§ **Aim**
Could you rescale the data from the line with "Every instance of the camouflage cap" to the line with "9], [212, 66]]", both included, and return those lines in full? Multiply only the coordinates listed after each "Dots:" line by 0.7, round them to whole numbers with halves going up, and leave every other line unchanged.

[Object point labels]
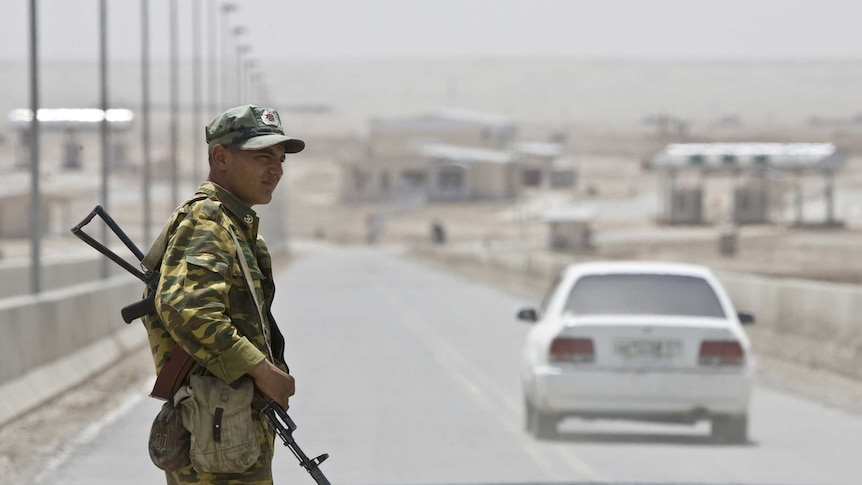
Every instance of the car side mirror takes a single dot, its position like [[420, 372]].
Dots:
[[745, 318], [528, 314]]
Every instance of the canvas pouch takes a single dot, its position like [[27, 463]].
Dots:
[[220, 419], [169, 439]]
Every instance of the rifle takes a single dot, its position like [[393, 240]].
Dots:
[[276, 416]]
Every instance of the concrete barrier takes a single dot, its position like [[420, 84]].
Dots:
[[55, 340], [812, 323], [56, 273]]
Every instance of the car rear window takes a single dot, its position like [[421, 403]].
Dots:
[[643, 294]]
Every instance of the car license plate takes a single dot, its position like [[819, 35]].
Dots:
[[649, 349]]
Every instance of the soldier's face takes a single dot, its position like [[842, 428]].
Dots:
[[252, 175]]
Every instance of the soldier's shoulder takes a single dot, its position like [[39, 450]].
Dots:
[[206, 208]]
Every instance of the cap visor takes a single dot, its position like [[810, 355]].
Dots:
[[291, 145]]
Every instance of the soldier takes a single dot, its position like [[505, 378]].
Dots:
[[203, 303]]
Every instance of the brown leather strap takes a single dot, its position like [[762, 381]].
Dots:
[[173, 374]]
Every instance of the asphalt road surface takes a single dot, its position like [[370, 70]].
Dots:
[[409, 375]]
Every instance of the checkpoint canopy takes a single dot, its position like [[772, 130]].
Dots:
[[70, 121], [823, 157], [751, 202]]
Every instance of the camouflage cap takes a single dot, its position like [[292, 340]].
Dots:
[[250, 128]]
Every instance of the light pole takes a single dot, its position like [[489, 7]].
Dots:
[[174, 95], [241, 51], [197, 95], [145, 115], [103, 101], [35, 217], [226, 9], [212, 66]]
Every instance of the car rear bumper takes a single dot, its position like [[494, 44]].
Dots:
[[612, 393]]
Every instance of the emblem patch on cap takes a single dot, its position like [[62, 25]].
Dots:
[[269, 118]]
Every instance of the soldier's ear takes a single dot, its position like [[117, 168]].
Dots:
[[218, 157]]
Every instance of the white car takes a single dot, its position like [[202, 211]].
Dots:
[[646, 341]]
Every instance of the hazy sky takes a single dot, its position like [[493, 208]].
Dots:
[[353, 29]]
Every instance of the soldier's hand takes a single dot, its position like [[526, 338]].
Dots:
[[273, 382]]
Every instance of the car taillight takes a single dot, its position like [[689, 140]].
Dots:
[[569, 349], [721, 352]]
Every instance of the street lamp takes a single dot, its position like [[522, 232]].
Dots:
[[35, 219], [226, 9], [174, 101], [241, 51], [103, 101], [145, 114], [197, 95], [237, 32]]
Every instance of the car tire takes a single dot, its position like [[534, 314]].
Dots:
[[730, 428], [541, 425]]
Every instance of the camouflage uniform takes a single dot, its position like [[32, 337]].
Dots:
[[203, 303]]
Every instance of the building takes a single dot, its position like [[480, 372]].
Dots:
[[449, 155], [753, 164]]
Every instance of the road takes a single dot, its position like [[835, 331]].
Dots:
[[409, 375]]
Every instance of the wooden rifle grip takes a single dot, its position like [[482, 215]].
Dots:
[[172, 374]]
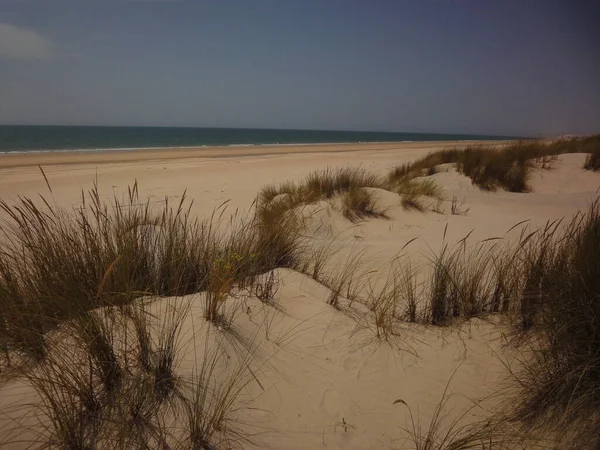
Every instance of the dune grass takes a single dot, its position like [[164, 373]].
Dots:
[[149, 407], [506, 166], [561, 377], [358, 203], [58, 264]]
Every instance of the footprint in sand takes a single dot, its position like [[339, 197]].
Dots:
[[336, 403]]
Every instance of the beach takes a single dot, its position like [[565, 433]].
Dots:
[[329, 382]]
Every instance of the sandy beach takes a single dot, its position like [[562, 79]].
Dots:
[[331, 384]]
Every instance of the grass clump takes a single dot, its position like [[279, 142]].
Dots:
[[506, 166], [561, 378]]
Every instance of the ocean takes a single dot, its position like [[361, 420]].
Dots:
[[28, 138]]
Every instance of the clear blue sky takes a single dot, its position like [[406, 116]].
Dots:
[[473, 66]]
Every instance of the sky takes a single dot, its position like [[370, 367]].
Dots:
[[514, 67]]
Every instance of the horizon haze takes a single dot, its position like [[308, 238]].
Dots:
[[507, 68]]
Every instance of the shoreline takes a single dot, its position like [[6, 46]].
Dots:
[[100, 156]]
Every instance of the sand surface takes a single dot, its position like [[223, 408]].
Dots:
[[332, 385]]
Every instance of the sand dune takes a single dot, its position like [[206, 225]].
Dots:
[[326, 381]]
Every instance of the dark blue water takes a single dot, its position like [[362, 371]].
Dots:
[[24, 138]]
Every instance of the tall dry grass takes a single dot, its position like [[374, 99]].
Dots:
[[506, 166]]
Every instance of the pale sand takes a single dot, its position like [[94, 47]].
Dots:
[[330, 371]]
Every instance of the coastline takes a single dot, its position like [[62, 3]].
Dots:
[[100, 156]]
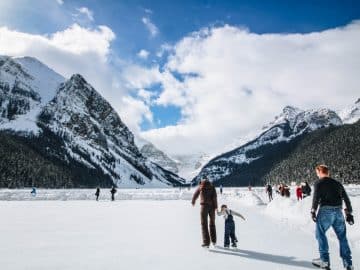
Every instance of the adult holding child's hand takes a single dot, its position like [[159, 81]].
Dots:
[[208, 203]]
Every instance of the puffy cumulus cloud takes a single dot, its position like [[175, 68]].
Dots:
[[233, 81], [86, 12], [75, 40], [150, 26], [80, 50], [144, 54]]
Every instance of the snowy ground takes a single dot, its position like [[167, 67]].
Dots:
[[157, 229]]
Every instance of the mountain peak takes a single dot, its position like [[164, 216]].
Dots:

§ **Solution for this problem**
Every instance of the camouflage cap takes a single dot, its position like [[292, 340]].
Dots:
[[175, 90]]
Every instance of the light pole takes a single dot, its position like [[489, 7]].
Dots:
[[122, 67], [169, 36], [138, 67], [102, 81], [72, 71], [25, 152], [158, 6], [148, 46]]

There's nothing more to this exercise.